Set of tasks:
1. List the names of all the board members described in the corporate governance text.
2. Reproduce everything in the corporate governance text from "Extensively travelled all" down to "of Weaker Sections.".

━━━━━ Excerpt provided

Investor Relation

Corporate Governance

Board Of Directors:
  • K. Ganesh Kumar - Managing Director

    The Maharashtra Abhang Ratna is an industrialist a cultural buff and an able organiser all rolled in one. He presently is the Chairman of The Fine Arts Society, Music Forum, and an office bearer of the Indian Musicological Society. He has been in the forefront in engaging himself with several national level initiatives to bring together the two streams of music. His ‘one to one’ contact with the leading Carnatic Stalwarts and legends is a great asset in setting up the CARNATICAM – the carnatic segment of INSYNC.

    He owns an Export House - one of the largest exporters of Agro Chemicals from India and holds more than 40 years of professional experience of International Trading. With a professional degree in Commerce, Law and International Trading, he has held senior positions in large corporate houses.

  • Snehal Mazoomdar - Director

    A practicing chartered accountant since 1980, Cost & Works accountant and qualified in Law. He is the President of the prestigious Indian Musicological Society. He is the former president of Indo-American Society and founder president of Indo-US Cultural Council. He is the Country Leader of India US Chamber of Commerce of Minneapolis, US. He has been on the managing committee of many chambers of commerce. A popular columnist in the newspapers and has authored many books on taxation, music and literature.

    As an exponent of Santoor, he has performed extensively in India and abroad.

  • Raghunath Sundarasen – Director

    A Bsc. Hons was till recently engaged with the third largest Petroleum, Energy and Metal Trading Company, in the World, as the President Oil Division. He set up the entire trading desk from Scratch, 22 Years Back and taking the volumes to Approx $5.7 Billion. Prior to this was with the Hinduja Group, being the first person to trade in Petroleum Products in the Private Sector. 13+ years of the formative professional career, was with the Murugappa Group, in their Indenting Division.

    Extensively travelled all over the world, Raghunath is an active Sports person Promoting Martial Arts and a certified Brown Belt. He is a Performing Percussion Instrumentalist. Associated with Socio Cultural Organisations, Supporting and sponsoring Sports Tournaments for Youth and Aiding the Education of Weaker Sections.

━━━━━━━━━━
━━━━━ Information supplied

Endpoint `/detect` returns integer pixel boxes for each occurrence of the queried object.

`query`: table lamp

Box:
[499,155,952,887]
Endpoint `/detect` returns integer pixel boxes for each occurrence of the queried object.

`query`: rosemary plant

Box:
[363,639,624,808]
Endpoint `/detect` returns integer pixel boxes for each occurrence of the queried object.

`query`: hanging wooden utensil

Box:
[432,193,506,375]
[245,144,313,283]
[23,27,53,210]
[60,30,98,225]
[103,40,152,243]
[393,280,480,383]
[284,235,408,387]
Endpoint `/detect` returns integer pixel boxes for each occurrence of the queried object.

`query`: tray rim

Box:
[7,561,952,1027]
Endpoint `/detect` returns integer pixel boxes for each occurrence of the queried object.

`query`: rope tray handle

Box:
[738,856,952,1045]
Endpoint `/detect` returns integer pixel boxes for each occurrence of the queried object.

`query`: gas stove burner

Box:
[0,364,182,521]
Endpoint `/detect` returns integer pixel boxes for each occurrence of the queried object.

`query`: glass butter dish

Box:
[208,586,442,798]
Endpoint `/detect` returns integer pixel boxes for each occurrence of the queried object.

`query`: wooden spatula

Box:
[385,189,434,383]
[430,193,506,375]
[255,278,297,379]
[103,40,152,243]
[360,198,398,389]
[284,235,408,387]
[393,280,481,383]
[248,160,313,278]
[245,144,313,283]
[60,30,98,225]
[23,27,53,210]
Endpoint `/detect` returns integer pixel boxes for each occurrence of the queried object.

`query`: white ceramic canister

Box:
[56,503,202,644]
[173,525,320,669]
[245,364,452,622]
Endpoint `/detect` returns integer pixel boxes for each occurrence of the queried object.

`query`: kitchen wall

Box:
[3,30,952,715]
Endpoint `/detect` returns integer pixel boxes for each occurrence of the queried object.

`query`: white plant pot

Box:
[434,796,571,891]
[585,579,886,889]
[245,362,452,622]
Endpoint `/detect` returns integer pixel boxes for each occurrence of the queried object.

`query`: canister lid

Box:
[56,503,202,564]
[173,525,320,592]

━━━━━━━━━━

Solutions to the problems:
1.
K. Ganesh Kumar
Snehal Mazoomdar
Raghunath Sundarasen

2.
Extensively travelled all over the world, Raghunath is an active Sports person Promoting Martial Arts and a certified Brown Belt. He is a Performing Percussion Instrumentalist. Associated with Socio Cultural Organisations, Supporting and sponsoring Sports Tournaments for Youth and Aiding the Education of Weaker Sections.